On 05/04/2011 08:49 PM, Juha Heinanen wrote:> Juha Heinanen writes:
>
>> any idea why size of wav file doubles when it is encoded to speex and
>> back to wav:
>>
>> $ ls -ls testi.wav
>> 40 -rw-r--r-- 1 foo foo 40674 May 4 14:38 testi.wav
>>
>> $ speexenc --denoise --agc --quality 10 testi.wav testi.spx
>> Encoding 8000 Hz audio using narrowband mode (mono)
>>
>> $ ls -ls testi.spx
>> 20 -rw-r--r-- 1 foo foo 16405 May 4 14:46 testi.spx
>>
>> $ speexdec --mono --rate 8000 testi.spx testi.wav
>> Decoding 8000 Hz audio using narrowband mode (mono)
>> Encoded with Speex 1.2rc1
>>
>> $ ls -ls testi.wav
>> 84 -rw-r--r-- 1 foo foo 81464 May 4 14:48 testi.wav
> i guess the answer is that wav file produced by speexdec is 16 bit when
> the input wav file to speexenc was 8 bit. if i use sox to convert the
> output wav file from 16 bit to 8 bit, audio quality gets really bad.
>
If you are interested in assessing voice quality *never* use 8 bit audio
files. Unless the voice level is fairly constant, and modulating the 8
bits quite well, the quality of your original will be poor. Nobody uses
8 bit audio for anything serious *.
* Some people get confused about this because the telephone network uses
8 bits per sample, and they think its plain 8 bit audio. The telephone
network actually uses one of 2 forms of lossy compression - uLaw in the
US and a few other places, and ALaw everywhere else. The audio before
compression is about 12 to 13 bits with these codecs. 12 bits is enough
to handle the dynamic range of a voice reasonably well.
Steve

Record set →
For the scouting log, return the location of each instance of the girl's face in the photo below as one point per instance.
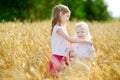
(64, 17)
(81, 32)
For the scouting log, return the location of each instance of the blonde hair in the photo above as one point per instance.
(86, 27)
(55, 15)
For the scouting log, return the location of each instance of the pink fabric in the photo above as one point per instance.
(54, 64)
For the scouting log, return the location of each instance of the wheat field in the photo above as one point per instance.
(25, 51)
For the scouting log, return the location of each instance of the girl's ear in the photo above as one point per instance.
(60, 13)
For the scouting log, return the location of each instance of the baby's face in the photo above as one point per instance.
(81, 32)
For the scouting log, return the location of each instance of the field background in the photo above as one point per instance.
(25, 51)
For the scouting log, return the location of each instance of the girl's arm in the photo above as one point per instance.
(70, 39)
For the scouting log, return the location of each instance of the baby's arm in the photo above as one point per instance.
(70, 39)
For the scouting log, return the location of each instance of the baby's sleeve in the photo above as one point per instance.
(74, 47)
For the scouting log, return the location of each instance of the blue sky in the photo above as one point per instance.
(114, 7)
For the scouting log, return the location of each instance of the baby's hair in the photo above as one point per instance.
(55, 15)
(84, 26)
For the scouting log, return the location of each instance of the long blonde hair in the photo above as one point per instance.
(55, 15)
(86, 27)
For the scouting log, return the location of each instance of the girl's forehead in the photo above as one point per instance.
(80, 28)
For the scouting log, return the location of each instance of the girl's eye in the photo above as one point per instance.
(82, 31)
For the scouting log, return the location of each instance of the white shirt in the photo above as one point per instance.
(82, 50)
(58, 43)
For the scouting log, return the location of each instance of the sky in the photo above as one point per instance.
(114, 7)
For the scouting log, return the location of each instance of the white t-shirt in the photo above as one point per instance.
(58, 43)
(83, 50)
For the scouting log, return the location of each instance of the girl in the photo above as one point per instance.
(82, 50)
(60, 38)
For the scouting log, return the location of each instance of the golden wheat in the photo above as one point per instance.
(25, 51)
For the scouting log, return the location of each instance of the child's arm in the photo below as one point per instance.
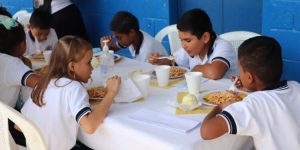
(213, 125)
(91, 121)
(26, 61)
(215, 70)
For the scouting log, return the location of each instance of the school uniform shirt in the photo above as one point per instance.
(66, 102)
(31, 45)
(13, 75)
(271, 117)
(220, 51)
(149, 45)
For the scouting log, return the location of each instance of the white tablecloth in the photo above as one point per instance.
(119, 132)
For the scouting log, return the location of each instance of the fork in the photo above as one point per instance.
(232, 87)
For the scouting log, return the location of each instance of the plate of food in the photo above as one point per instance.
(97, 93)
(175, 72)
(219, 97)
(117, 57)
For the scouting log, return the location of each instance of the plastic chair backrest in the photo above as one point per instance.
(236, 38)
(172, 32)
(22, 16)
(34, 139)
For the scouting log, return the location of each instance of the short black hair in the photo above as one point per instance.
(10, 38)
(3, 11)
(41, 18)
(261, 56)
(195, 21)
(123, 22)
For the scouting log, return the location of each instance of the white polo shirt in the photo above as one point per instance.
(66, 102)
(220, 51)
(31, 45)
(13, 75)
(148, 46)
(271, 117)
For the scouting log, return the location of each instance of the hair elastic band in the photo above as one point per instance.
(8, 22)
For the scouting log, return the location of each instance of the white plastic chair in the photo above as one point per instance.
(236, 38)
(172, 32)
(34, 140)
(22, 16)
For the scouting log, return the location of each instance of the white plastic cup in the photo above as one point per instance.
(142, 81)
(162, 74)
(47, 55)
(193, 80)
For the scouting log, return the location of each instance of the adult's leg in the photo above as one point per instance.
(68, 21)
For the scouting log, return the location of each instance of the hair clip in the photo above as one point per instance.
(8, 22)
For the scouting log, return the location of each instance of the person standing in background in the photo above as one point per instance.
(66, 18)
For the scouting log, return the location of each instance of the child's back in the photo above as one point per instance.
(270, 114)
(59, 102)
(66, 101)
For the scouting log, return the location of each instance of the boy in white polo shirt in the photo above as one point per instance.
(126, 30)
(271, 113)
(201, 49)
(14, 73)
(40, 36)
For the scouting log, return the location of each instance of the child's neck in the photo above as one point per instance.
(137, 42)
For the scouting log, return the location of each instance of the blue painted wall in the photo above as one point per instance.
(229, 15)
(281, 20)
* * *
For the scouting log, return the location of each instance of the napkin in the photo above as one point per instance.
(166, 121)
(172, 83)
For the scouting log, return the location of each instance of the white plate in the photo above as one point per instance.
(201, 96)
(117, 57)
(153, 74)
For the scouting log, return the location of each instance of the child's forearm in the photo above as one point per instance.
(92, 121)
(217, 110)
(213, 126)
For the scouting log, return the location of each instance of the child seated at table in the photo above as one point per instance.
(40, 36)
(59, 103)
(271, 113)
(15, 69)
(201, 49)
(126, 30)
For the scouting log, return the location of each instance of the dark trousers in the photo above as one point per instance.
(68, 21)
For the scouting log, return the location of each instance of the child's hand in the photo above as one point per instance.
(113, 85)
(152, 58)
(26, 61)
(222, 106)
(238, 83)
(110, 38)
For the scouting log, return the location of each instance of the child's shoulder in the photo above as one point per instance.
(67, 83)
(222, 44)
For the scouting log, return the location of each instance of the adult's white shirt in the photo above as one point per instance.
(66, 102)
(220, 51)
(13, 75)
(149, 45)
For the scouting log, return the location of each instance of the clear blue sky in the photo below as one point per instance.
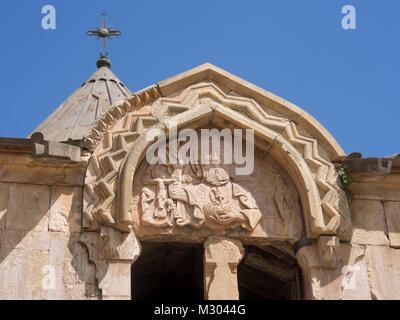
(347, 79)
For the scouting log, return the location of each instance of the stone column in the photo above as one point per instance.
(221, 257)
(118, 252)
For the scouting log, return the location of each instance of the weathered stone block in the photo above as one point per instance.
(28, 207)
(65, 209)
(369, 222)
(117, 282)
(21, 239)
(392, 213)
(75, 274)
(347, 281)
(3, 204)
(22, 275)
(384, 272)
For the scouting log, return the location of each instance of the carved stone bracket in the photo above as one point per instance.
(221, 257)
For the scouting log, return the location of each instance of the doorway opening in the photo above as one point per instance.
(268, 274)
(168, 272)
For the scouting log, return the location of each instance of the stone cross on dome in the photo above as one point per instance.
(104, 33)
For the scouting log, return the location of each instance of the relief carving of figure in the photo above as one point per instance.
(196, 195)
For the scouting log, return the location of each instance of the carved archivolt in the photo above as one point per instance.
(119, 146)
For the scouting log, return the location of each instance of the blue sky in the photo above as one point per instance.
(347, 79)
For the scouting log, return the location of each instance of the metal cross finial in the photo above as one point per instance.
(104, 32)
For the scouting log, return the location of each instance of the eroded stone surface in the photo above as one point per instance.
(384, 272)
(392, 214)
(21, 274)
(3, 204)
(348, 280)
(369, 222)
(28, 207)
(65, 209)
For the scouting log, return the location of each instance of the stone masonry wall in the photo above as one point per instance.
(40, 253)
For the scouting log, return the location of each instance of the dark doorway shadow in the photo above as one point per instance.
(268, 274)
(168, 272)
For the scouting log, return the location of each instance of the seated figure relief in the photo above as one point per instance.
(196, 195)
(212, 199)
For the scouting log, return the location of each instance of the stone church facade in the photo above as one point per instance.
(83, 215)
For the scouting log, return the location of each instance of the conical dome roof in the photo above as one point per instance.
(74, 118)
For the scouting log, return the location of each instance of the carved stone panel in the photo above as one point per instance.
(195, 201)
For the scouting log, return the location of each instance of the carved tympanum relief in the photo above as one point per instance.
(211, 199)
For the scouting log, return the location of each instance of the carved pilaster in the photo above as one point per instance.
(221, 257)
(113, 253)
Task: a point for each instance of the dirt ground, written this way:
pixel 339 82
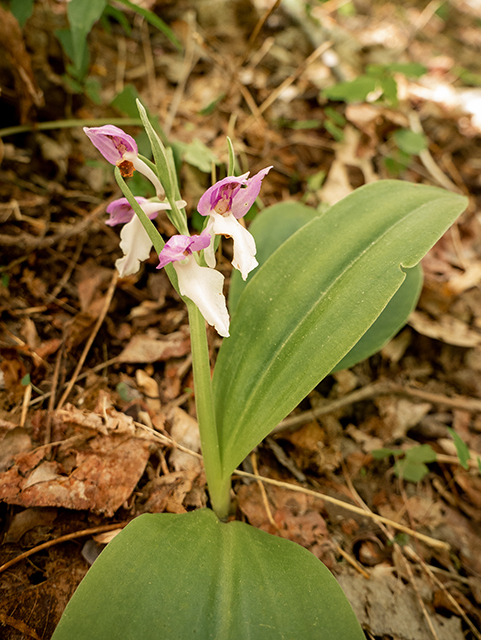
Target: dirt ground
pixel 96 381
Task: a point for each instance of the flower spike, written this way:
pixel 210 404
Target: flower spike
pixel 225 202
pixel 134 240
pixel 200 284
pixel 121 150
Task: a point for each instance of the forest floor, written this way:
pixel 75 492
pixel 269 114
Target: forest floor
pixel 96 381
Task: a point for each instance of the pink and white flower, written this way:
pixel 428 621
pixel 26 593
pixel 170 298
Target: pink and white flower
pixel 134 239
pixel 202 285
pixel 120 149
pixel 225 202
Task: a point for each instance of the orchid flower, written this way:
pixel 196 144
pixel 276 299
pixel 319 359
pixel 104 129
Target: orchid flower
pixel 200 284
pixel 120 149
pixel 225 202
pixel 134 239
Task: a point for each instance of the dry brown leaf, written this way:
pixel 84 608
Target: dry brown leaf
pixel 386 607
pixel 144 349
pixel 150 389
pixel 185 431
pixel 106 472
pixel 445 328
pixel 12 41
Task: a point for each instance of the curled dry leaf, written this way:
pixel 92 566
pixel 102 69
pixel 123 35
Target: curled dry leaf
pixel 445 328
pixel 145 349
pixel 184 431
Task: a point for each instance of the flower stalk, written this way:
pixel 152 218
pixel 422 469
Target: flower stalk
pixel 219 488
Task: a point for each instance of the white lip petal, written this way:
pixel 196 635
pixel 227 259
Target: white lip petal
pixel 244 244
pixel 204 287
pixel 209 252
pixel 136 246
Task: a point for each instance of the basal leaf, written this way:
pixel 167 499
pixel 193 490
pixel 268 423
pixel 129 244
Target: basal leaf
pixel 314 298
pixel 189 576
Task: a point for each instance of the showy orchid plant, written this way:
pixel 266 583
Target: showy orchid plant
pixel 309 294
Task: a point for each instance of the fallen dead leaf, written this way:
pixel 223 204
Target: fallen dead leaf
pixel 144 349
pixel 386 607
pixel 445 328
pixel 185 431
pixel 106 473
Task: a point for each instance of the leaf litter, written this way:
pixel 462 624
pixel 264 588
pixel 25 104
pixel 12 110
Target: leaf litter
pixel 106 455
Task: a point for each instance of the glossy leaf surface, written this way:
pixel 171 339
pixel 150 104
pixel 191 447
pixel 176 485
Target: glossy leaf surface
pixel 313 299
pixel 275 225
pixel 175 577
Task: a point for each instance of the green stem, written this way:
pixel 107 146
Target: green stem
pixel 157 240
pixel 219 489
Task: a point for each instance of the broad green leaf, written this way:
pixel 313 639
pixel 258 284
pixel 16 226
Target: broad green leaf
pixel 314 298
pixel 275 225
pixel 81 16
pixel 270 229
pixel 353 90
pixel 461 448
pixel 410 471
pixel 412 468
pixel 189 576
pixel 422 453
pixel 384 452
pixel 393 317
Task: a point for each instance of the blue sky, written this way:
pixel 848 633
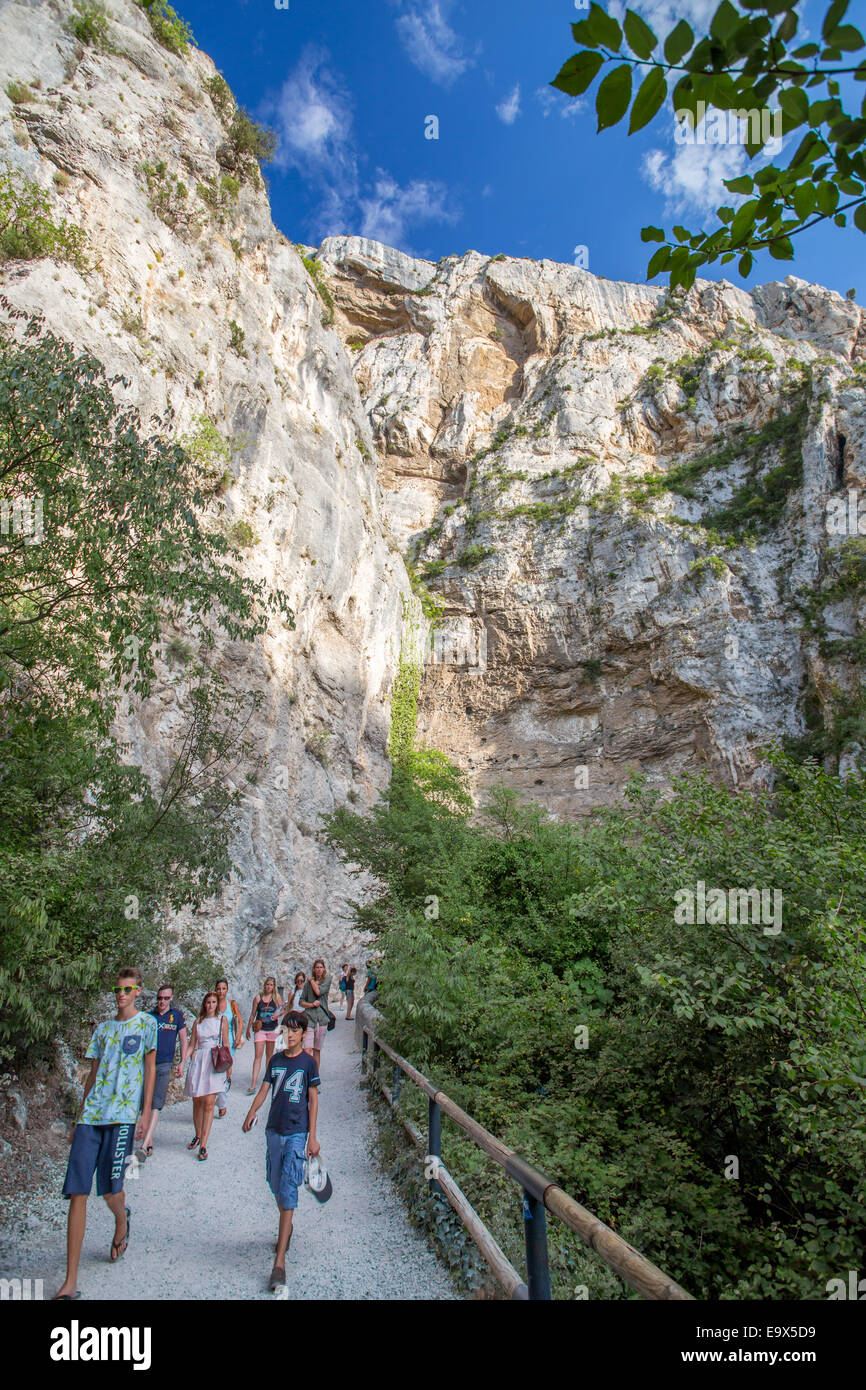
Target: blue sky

Exercise details → Write out the Speex thread word for word from "On 05/04/2011 08:49" to "Encoding 8000 Hz audio using narrowband mode (mono)". Work from the Speex thread alone, not the rows.

Task solution →
On 05/04/2011 08:49 PM, Juha Heinanen wrote:> Juha Heinanen writes:
>
>> any idea why size of wav file doubles when it is encoded to speex and
>> back to wav:
>>
>> $ ls -ls testi.wav
>> 40 -rw-r--r-- 1 foo foo 40674 May 4 14:38 testi.wav
>>
>> $ speexenc --denoise --agc --quality 10 testi.wav testi.spx
>> Encoding 8000 Hz audio using narrowband mode (mono)